— About this exercise —
Exact copy, pictures excluded: reproduce every record below.

— Data —
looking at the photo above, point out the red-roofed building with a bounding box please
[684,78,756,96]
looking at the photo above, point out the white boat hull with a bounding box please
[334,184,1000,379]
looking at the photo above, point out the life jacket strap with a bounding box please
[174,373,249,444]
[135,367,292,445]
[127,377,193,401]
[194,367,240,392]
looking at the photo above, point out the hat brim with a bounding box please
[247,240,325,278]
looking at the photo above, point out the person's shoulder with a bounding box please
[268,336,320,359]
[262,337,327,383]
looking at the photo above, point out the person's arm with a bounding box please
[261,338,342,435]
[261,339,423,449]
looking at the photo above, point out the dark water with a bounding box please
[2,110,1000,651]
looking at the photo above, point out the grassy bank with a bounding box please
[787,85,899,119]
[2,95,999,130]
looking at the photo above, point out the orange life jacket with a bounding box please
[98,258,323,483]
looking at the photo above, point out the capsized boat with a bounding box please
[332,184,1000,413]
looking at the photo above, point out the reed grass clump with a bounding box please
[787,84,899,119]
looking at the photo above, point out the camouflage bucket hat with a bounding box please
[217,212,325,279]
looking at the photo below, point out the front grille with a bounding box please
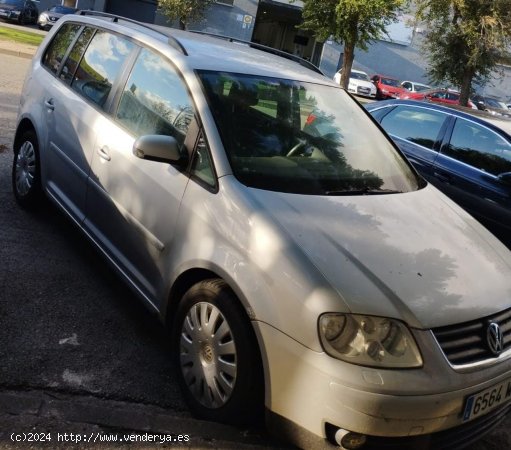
[357,86,370,94]
[432,308,511,366]
[351,402,511,449]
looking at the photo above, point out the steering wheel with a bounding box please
[286,140,309,157]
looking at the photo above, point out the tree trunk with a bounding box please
[179,18,186,30]
[459,67,474,107]
[340,42,355,90]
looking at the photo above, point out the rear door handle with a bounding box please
[44,98,54,111]
[98,146,111,161]
[434,171,452,184]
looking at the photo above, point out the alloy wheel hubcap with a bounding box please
[179,302,237,408]
[15,140,36,196]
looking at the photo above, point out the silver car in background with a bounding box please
[37,5,77,30]
[12,11,511,450]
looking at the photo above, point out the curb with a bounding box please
[0,47,35,59]
[0,389,286,449]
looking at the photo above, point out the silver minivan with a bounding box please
[12,12,511,450]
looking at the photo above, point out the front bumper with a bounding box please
[255,322,511,447]
[348,86,376,98]
[37,17,56,28]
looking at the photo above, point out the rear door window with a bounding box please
[443,119,511,175]
[71,30,134,108]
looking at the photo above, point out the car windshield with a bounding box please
[49,6,77,13]
[0,0,23,5]
[381,77,400,87]
[199,71,420,195]
[415,84,431,92]
[351,71,370,81]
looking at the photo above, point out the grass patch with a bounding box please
[0,26,43,46]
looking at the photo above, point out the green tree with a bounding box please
[415,0,511,106]
[300,0,404,89]
[158,0,215,30]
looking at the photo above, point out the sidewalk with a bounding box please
[0,21,42,58]
[0,39,37,59]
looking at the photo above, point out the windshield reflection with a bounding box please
[199,71,420,195]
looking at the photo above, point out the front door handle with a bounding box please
[98,146,111,161]
[44,98,54,111]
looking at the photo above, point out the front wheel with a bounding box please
[12,130,42,209]
[172,279,263,425]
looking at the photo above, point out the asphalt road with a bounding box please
[0,52,510,450]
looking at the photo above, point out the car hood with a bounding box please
[247,184,511,329]
[349,79,374,90]
[46,12,64,18]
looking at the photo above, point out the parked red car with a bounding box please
[371,74,406,100]
[399,88,477,108]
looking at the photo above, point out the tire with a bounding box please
[172,279,264,425]
[12,129,42,209]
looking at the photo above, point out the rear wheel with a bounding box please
[172,279,263,425]
[12,130,42,209]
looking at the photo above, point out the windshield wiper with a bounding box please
[324,188,403,196]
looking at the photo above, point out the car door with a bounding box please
[432,117,511,245]
[427,90,448,105]
[43,25,135,223]
[376,104,449,178]
[84,47,197,305]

— Result below —
looking at the photo above, point out the red-roofed building with a bounding box please
[684,78,756,96]
looking at the photo above, point out the white boat hull with a bounding box please
[334,184,1000,379]
looking at the photo above, point out the life jacket strap with a bounding box please
[174,373,249,444]
[135,367,292,445]
[127,377,193,401]
[194,367,240,392]
looking at the photo above, point out the hat brim with a bounding box please
[247,240,325,278]
looking at the photo above, point out the person's shoulder with a bounding box please
[268,336,320,359]
[262,337,327,383]
looking at the photo above, point out the person's arm with a bounding box please
[261,338,342,435]
[261,339,423,449]
looking at the photo above, point out the dark water with a bounding box please
[2,110,1000,651]
looking at the photo above, point out the grassy bank with a bounding box please
[787,85,899,119]
[2,95,999,130]
looking at the photo above, point out the orange life jacket with a bounding box please
[98,258,323,483]
looking at the photo above, point out the capsized boat with a bounding box please
[332,184,1000,413]
looking at the photo above, point out the reed grass clump with a bounding box please
[787,84,899,119]
looking at the photo above, point out the camouflage bucket hat with a bounding box please
[217,212,325,279]
looking at the photo below, point out the front grille with a bounding box please
[357,86,370,94]
[432,308,511,366]
[351,402,511,449]
looking at the photo above, point out the steering wheel with a bounding box please
[286,140,309,157]
looking at the photo above, point out the tree trunk with a bounding box please
[179,18,186,30]
[459,67,474,107]
[340,42,355,90]
looking at the photo above, point out the rear door handle with a bounding box please
[44,98,54,111]
[98,146,111,161]
[434,171,452,184]
looking at the photo above, point out the alloy wheel hubcap with a bounding box please
[179,302,237,408]
[15,140,36,196]
looking at the photo above, point out the silver car in background with a bounding box please
[37,5,77,30]
[12,11,511,450]
looking at the photo above, point out the curb with a bounding box please
[0,47,35,59]
[0,389,286,449]
looking at the photo above, point out the silver minivan with a bounding box please
[12,12,511,450]
looking at the photo above, point out the front bumper with a bounding box please
[255,322,511,447]
[348,86,376,98]
[37,17,56,28]
looking at the photo above, point out the rear door window with a bounding box please
[443,119,511,175]
[71,30,134,108]
looking at the photo above, point out the car windshield with a bounding box please
[49,6,77,13]
[0,0,23,5]
[381,77,400,87]
[199,71,420,195]
[415,84,431,92]
[351,71,370,81]
looking at the photo above, point out the grass patch with a bounding box please
[0,26,43,46]
looking at the photo above, point out the green tree with a bounding box please
[415,0,511,106]
[300,0,404,89]
[158,0,215,30]
looking at the photo above, point out the sidewalk with a bounding box please
[0,21,42,58]
[0,39,37,59]
looking at the photo above, point out the windshield reflection with a bounding box please
[199,71,420,195]
looking at the photo above, point out the front door handle with a bounding box please
[98,146,111,161]
[44,98,54,111]
looking at the photo above, point out the front wheel with a bounding box please
[12,130,42,209]
[172,279,263,425]
looking at the photo above, point out the asphalt road with a bounding box please
[0,52,510,450]
looking at the photo above, point out the car hood with a bounding box please
[247,184,511,329]
[349,79,374,90]
[46,12,64,18]
looking at the photo above, point out the parked red car with a bounding box please
[371,74,406,100]
[399,88,477,108]
looking at the photo above, point out the tire with a bounding box please
[172,279,264,425]
[12,129,42,209]
looking at the photo above, point out the rear wheel with a bounding box please
[172,279,263,425]
[12,130,42,209]
looking at the photo above, point out the windshield wiper with a bounding box please
[324,188,403,196]
looking at the photo above, point out the car door with a bounding box please
[432,117,511,245]
[427,90,448,105]
[43,25,135,223]
[376,104,449,178]
[84,47,197,305]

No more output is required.